-------- Recorded information --------
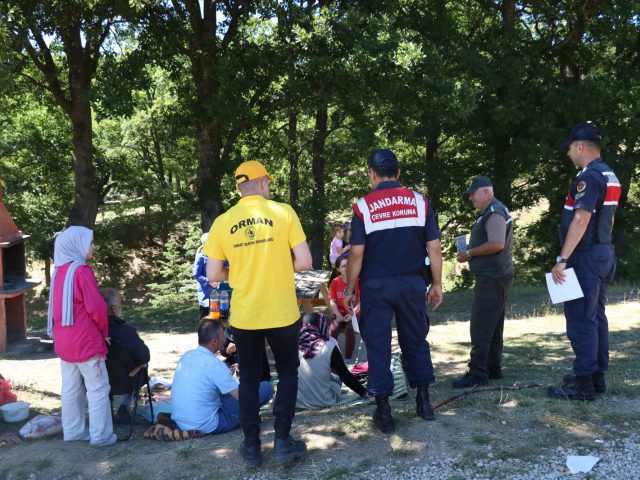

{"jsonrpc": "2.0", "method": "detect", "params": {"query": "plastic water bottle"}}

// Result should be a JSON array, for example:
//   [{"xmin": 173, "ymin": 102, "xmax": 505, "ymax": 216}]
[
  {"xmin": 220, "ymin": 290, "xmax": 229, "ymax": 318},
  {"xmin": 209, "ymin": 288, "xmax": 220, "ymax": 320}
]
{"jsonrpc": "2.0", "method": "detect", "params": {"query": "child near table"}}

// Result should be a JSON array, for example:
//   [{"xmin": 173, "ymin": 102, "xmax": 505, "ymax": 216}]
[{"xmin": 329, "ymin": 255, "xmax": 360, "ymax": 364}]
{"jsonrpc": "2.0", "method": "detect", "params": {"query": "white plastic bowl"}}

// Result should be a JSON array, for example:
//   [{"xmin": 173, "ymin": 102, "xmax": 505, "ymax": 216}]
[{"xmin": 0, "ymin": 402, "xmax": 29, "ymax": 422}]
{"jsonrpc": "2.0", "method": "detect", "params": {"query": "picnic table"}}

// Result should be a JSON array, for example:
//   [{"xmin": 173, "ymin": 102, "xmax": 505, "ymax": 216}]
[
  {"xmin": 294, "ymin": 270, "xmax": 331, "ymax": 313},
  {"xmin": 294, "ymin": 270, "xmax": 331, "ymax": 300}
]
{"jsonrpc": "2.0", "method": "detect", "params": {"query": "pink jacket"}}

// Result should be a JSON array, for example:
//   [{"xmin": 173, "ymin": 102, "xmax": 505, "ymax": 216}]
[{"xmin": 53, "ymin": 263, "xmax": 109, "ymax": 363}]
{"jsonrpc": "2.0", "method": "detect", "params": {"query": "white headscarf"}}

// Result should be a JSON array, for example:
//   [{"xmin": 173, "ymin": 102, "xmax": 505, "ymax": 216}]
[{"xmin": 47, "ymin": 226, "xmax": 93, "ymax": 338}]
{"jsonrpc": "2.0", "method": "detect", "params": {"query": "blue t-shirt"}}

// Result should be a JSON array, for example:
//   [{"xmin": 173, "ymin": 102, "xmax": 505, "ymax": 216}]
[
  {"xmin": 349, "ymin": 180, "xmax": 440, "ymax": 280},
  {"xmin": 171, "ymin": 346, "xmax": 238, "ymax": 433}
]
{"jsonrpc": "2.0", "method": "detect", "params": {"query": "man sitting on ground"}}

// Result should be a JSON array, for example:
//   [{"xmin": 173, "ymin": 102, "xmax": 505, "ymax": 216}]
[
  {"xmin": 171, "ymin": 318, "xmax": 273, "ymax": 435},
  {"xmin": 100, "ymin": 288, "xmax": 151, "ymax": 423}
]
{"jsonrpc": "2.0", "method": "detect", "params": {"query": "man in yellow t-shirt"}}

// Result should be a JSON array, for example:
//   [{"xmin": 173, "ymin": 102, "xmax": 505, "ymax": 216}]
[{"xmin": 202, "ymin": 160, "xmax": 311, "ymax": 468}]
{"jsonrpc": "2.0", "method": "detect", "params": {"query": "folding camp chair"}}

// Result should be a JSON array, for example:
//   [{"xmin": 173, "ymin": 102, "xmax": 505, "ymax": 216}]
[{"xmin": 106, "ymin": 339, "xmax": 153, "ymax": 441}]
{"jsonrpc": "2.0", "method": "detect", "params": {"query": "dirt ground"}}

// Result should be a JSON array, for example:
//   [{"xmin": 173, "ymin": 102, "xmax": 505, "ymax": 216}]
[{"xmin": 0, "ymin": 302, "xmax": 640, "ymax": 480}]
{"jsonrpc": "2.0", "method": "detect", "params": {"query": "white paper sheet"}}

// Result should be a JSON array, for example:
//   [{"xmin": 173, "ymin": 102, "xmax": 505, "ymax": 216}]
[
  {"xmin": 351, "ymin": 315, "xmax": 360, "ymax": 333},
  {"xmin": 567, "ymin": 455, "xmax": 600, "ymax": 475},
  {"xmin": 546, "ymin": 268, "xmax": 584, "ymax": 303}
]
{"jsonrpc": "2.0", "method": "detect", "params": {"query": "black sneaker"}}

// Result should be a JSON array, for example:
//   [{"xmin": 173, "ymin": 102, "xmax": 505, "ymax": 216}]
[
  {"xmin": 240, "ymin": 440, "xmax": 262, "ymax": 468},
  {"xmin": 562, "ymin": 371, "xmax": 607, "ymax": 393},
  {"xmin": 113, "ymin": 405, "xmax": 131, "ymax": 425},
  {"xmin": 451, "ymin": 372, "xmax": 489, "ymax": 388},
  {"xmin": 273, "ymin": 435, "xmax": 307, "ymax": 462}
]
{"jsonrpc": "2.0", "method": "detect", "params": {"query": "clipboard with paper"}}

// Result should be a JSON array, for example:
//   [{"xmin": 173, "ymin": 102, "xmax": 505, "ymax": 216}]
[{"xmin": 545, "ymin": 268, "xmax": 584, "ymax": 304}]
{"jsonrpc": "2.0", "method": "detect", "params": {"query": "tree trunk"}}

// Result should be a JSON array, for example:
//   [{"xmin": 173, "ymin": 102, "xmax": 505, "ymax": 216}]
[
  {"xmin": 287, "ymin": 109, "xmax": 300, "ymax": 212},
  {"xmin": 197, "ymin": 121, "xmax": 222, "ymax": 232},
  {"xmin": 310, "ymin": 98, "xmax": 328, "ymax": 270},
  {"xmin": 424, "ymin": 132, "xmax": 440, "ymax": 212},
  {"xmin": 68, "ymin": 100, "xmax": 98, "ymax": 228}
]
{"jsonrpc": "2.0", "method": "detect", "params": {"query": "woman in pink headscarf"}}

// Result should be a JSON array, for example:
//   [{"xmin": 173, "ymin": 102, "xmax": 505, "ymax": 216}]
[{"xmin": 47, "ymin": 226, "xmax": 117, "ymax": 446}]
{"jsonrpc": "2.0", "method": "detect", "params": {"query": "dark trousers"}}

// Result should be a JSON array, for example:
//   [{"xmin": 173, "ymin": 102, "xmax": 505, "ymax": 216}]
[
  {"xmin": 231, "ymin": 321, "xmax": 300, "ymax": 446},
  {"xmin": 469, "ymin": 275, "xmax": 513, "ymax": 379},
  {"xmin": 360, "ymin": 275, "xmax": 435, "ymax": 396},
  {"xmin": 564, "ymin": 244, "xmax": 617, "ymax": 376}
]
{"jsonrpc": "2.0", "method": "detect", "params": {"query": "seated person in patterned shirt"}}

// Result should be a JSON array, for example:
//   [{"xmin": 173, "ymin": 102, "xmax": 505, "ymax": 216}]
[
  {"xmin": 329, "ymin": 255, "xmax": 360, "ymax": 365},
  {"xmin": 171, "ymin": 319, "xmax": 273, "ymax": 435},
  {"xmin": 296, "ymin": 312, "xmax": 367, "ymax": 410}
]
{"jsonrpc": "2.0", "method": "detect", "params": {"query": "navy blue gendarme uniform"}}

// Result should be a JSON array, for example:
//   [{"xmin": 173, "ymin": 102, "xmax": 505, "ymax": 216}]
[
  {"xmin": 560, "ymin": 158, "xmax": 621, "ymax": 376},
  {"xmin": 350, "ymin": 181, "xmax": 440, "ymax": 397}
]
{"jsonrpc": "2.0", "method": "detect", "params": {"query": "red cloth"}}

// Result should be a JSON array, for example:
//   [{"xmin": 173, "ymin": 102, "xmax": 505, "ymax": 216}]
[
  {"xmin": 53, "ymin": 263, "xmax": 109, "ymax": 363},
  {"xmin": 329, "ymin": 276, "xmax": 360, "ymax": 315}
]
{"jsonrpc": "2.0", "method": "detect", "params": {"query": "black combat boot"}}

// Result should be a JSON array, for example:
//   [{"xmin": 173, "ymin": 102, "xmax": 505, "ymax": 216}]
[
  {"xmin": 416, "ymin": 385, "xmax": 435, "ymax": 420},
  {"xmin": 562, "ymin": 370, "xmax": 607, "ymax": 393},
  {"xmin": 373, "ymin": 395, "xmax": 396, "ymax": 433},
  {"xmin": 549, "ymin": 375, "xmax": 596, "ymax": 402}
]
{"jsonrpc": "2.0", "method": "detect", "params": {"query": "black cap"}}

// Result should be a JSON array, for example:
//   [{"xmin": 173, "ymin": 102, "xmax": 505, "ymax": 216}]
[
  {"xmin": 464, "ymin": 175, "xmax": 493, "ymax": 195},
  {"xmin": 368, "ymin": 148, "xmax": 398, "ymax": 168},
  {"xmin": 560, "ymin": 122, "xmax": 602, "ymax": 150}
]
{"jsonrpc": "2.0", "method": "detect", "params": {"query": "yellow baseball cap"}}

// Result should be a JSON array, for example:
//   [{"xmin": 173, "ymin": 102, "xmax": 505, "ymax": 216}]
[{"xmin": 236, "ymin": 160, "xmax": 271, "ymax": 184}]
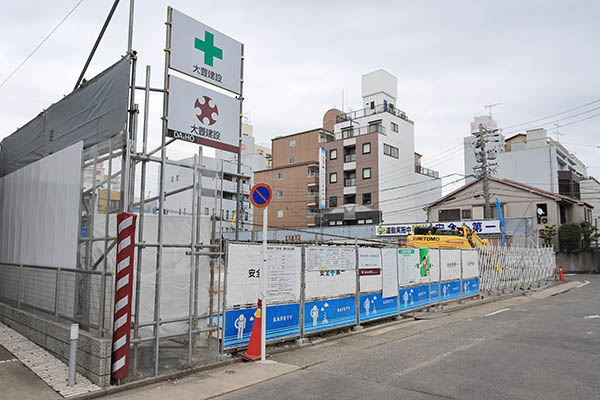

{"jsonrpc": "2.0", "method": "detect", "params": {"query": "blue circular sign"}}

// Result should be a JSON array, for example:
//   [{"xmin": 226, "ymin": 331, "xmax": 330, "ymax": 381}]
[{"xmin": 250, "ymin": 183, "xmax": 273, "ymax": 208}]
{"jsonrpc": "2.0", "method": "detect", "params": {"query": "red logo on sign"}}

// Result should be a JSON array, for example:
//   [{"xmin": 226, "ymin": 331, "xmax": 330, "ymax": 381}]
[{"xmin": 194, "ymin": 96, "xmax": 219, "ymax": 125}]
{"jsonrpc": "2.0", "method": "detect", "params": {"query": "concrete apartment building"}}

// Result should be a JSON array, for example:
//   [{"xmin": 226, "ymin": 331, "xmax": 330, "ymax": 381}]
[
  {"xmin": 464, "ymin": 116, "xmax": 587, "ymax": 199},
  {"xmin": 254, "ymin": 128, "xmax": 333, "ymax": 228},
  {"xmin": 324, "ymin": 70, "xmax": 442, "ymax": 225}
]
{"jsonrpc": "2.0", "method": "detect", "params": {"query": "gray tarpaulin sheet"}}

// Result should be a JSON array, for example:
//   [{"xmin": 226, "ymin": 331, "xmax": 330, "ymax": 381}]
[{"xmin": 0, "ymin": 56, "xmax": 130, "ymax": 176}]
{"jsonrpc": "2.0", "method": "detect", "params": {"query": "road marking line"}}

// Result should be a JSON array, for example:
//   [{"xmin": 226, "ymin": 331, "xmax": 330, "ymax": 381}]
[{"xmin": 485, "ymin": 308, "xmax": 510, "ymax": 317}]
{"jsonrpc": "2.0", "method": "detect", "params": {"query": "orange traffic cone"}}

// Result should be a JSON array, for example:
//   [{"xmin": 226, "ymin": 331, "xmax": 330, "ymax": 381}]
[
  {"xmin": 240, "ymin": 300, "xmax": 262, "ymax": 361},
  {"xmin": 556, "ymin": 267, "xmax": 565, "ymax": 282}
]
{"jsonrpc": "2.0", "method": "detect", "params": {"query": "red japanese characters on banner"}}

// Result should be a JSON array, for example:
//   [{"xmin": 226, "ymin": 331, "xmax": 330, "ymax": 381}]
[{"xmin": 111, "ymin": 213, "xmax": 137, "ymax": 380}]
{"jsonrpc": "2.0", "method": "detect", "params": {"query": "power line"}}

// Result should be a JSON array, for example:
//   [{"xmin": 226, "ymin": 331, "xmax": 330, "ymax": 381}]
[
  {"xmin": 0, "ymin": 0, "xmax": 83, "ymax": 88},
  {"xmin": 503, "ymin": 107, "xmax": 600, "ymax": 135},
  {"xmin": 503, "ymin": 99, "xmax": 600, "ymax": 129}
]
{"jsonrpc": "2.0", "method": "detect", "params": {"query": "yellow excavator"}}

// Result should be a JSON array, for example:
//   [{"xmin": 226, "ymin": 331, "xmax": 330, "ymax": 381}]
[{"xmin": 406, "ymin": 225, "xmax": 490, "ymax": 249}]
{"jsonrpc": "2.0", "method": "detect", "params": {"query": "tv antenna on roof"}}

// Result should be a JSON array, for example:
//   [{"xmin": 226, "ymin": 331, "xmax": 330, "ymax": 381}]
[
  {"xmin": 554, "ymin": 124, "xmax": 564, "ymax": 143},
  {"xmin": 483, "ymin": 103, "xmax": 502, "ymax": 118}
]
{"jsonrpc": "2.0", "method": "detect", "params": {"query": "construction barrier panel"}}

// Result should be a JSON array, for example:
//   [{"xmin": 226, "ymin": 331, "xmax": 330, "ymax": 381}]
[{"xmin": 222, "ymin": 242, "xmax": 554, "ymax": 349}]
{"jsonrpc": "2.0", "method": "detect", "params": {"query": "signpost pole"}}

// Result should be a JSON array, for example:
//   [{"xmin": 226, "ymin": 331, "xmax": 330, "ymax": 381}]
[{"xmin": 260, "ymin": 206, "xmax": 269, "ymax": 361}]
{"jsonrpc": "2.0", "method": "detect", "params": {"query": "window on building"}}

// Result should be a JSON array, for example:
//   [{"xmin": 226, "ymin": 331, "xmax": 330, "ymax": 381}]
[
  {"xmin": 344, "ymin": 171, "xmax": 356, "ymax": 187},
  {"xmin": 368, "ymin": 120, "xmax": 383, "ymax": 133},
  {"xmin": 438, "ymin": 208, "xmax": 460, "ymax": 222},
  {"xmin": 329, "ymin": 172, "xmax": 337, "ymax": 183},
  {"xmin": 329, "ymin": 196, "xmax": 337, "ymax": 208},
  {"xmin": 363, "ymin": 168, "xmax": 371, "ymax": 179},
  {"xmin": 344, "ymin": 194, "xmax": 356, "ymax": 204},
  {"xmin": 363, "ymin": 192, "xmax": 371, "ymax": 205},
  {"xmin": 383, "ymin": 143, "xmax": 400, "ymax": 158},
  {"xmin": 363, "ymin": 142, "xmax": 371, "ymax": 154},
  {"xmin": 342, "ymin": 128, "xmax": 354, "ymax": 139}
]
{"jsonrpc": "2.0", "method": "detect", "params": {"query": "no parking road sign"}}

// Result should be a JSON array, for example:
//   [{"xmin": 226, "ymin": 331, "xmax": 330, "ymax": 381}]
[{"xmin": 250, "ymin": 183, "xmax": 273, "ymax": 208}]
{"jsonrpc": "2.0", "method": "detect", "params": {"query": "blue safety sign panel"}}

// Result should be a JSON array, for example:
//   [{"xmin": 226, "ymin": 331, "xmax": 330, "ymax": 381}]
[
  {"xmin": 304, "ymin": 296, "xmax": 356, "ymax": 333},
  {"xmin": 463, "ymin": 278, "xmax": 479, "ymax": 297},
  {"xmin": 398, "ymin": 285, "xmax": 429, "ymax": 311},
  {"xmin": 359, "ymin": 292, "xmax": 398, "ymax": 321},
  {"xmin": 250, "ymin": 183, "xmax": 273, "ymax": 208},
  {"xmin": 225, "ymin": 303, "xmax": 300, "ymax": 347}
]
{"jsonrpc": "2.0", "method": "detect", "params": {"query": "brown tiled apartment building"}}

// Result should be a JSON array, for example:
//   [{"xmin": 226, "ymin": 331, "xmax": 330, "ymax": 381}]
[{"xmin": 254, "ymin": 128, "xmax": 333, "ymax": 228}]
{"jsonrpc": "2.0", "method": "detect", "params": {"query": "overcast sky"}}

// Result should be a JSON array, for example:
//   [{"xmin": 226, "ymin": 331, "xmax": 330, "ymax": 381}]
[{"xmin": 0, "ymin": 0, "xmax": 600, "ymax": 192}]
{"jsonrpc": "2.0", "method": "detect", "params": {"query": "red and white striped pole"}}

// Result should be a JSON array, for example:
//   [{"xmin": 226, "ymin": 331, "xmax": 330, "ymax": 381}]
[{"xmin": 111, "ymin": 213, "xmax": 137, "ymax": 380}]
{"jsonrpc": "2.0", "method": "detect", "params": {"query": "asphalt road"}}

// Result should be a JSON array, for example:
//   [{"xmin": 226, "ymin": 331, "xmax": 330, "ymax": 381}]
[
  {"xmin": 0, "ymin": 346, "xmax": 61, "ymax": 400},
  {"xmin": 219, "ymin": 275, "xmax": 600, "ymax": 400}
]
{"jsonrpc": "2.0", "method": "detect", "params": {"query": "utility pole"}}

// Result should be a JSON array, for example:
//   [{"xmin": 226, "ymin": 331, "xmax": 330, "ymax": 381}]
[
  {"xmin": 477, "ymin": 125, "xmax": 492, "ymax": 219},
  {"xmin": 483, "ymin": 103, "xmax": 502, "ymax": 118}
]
--------
What is required
Only the lines from the one containing "and white striped" to the end of the records should be repeated, exactly as they appear.

Solution
{"jsonrpc": "2.0", "method": "detect", "params": {"query": "red and white striped pole"}}

// Result should be a JSON array, for example:
//   [{"xmin": 226, "ymin": 331, "xmax": 330, "ymax": 381}]
[{"xmin": 111, "ymin": 213, "xmax": 137, "ymax": 380}]
{"jsonrpc": "2.0", "method": "detect", "params": {"query": "asphalt road"}}

// Result should be a JSON array, for example:
//   [{"xmin": 226, "ymin": 331, "xmax": 330, "ymax": 381}]
[
  {"xmin": 0, "ymin": 346, "xmax": 61, "ymax": 400},
  {"xmin": 219, "ymin": 275, "xmax": 600, "ymax": 400}
]
{"jsonrpc": "2.0", "method": "detect", "params": {"query": "utility pole"}}

// Result should be a JSON array, for example:
//   [{"xmin": 226, "ymin": 331, "xmax": 330, "ymax": 381}]
[
  {"xmin": 477, "ymin": 125, "xmax": 492, "ymax": 219},
  {"xmin": 483, "ymin": 103, "xmax": 502, "ymax": 118}
]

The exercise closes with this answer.